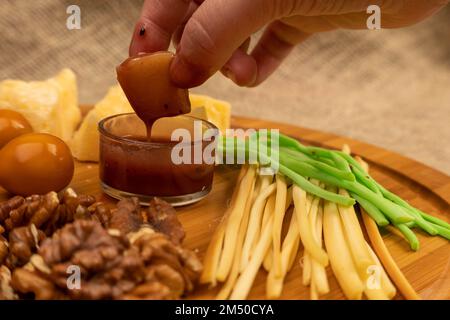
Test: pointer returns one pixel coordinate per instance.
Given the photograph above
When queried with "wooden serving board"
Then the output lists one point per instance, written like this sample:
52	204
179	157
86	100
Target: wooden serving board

_ _ _ _ _

Turn the lines of the records above into a numbered list, leaving out blank lines and leaving out the pictures.

1. Test: pointer returns one pixel coordinate per instance.
2. Given the photograph above
3. When queried with "wooden serving board"
4. Then the output lists one point per instance, written like this sample:
5. 52	204
6. 179	157
7. 86	100
8. Target: wooden serving board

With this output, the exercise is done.